▶ **Work to complete**
Below are the records; count how many of their lines hold the string "leaf" and give the number alone.

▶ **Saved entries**
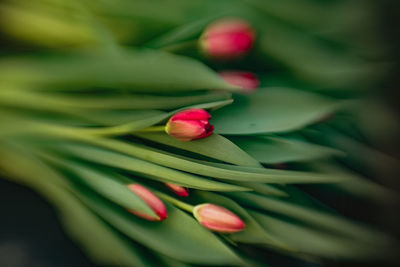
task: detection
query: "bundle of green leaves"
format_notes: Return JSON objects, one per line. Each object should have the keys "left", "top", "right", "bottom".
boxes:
{"left": 0, "top": 0, "right": 399, "bottom": 266}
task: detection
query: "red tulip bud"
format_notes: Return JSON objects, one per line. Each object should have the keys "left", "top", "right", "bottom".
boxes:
{"left": 165, "top": 108, "right": 214, "bottom": 142}
{"left": 193, "top": 203, "right": 246, "bottom": 233}
{"left": 127, "top": 184, "right": 167, "bottom": 221}
{"left": 200, "top": 18, "right": 256, "bottom": 60}
{"left": 165, "top": 183, "right": 189, "bottom": 197}
{"left": 219, "top": 71, "right": 260, "bottom": 91}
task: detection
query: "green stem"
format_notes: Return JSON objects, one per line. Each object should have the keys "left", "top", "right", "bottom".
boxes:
{"left": 155, "top": 191, "right": 194, "bottom": 213}
{"left": 161, "top": 39, "right": 198, "bottom": 53}
{"left": 135, "top": 126, "right": 166, "bottom": 133}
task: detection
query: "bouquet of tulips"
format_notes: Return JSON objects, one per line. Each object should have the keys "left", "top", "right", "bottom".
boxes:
{"left": 1, "top": 0, "right": 399, "bottom": 266}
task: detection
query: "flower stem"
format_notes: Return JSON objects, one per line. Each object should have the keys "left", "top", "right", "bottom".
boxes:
{"left": 136, "top": 126, "right": 166, "bottom": 132}
{"left": 155, "top": 191, "right": 194, "bottom": 213}
{"left": 161, "top": 40, "right": 197, "bottom": 53}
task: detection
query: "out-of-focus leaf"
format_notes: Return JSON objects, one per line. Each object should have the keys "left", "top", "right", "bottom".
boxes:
{"left": 3, "top": 89, "right": 231, "bottom": 111}
{"left": 250, "top": 211, "right": 386, "bottom": 260}
{"left": 145, "top": 15, "right": 217, "bottom": 48}
{"left": 310, "top": 161, "right": 398, "bottom": 204}
{"left": 230, "top": 135, "right": 345, "bottom": 163}
{"left": 77, "top": 110, "right": 167, "bottom": 126}
{"left": 0, "top": 49, "right": 237, "bottom": 92}
{"left": 0, "top": 142, "right": 151, "bottom": 266}
{"left": 350, "top": 100, "right": 400, "bottom": 151}
{"left": 37, "top": 151, "right": 158, "bottom": 218}
{"left": 212, "top": 88, "right": 339, "bottom": 135}
{"left": 0, "top": 2, "right": 97, "bottom": 47}
{"left": 304, "top": 125, "right": 400, "bottom": 183}
{"left": 229, "top": 192, "right": 394, "bottom": 247}
{"left": 135, "top": 132, "right": 262, "bottom": 167}
{"left": 257, "top": 17, "right": 383, "bottom": 90}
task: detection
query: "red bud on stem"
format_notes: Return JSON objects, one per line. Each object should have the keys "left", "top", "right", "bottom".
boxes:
{"left": 165, "top": 108, "right": 214, "bottom": 142}
{"left": 193, "top": 203, "right": 246, "bottom": 233}
{"left": 127, "top": 184, "right": 167, "bottom": 221}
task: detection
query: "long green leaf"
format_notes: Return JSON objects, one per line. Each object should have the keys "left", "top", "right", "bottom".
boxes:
{"left": 250, "top": 211, "right": 386, "bottom": 260}
{"left": 0, "top": 142, "right": 152, "bottom": 266}
{"left": 193, "top": 191, "right": 290, "bottom": 250}
{"left": 77, "top": 192, "right": 244, "bottom": 265}
{"left": 0, "top": 48, "right": 237, "bottom": 92}
{"left": 80, "top": 138, "right": 345, "bottom": 184}
{"left": 36, "top": 150, "right": 158, "bottom": 218}
{"left": 230, "top": 135, "right": 345, "bottom": 164}
{"left": 135, "top": 132, "right": 262, "bottom": 167}
{"left": 50, "top": 142, "right": 250, "bottom": 192}
{"left": 229, "top": 192, "right": 395, "bottom": 247}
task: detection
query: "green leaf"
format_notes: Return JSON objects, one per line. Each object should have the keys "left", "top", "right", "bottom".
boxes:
{"left": 230, "top": 135, "right": 345, "bottom": 164}
{"left": 68, "top": 99, "right": 233, "bottom": 136}
{"left": 54, "top": 185, "right": 155, "bottom": 267}
{"left": 78, "top": 110, "right": 167, "bottom": 126}
{"left": 212, "top": 88, "right": 339, "bottom": 135}
{"left": 77, "top": 193, "right": 244, "bottom": 265}
{"left": 78, "top": 138, "right": 345, "bottom": 184}
{"left": 310, "top": 161, "right": 398, "bottom": 204}
{"left": 194, "top": 191, "right": 290, "bottom": 250}
{"left": 257, "top": 17, "right": 381, "bottom": 90}
{"left": 145, "top": 15, "right": 217, "bottom": 48}
{"left": 0, "top": 142, "right": 151, "bottom": 266}
{"left": 187, "top": 157, "right": 346, "bottom": 184}
{"left": 250, "top": 211, "right": 384, "bottom": 260}
{"left": 51, "top": 142, "right": 249, "bottom": 192}
{"left": 135, "top": 132, "right": 262, "bottom": 167}
{"left": 231, "top": 182, "right": 288, "bottom": 197}
{"left": 37, "top": 151, "right": 158, "bottom": 218}
{"left": 4, "top": 89, "right": 231, "bottom": 112}
{"left": 0, "top": 48, "right": 237, "bottom": 92}
{"left": 229, "top": 192, "right": 394, "bottom": 247}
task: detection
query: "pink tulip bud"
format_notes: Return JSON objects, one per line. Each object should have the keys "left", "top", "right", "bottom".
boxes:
{"left": 165, "top": 108, "right": 214, "bottom": 142}
{"left": 200, "top": 18, "right": 256, "bottom": 60}
{"left": 193, "top": 203, "right": 246, "bottom": 233}
{"left": 127, "top": 184, "right": 167, "bottom": 221}
{"left": 165, "top": 183, "right": 189, "bottom": 197}
{"left": 219, "top": 71, "right": 260, "bottom": 91}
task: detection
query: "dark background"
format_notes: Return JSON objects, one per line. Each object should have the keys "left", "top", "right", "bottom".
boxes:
{"left": 0, "top": 178, "right": 95, "bottom": 267}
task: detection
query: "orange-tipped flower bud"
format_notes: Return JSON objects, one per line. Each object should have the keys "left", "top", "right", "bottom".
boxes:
{"left": 219, "top": 71, "right": 260, "bottom": 91}
{"left": 127, "top": 184, "right": 167, "bottom": 221}
{"left": 193, "top": 203, "right": 246, "bottom": 233}
{"left": 200, "top": 18, "right": 256, "bottom": 60}
{"left": 165, "top": 183, "right": 189, "bottom": 197}
{"left": 165, "top": 108, "right": 214, "bottom": 142}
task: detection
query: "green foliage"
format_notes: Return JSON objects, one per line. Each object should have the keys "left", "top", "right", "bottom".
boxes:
{"left": 0, "top": 0, "right": 398, "bottom": 266}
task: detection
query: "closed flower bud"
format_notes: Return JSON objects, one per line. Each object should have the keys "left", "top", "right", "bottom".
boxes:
{"left": 193, "top": 203, "right": 246, "bottom": 233}
{"left": 165, "top": 183, "right": 189, "bottom": 197}
{"left": 127, "top": 184, "right": 167, "bottom": 221}
{"left": 200, "top": 18, "right": 256, "bottom": 60}
{"left": 219, "top": 71, "right": 260, "bottom": 91}
{"left": 165, "top": 108, "right": 214, "bottom": 142}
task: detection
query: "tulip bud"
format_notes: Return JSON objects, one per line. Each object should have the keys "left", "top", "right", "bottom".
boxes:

▶ **Reply to the exercise**
3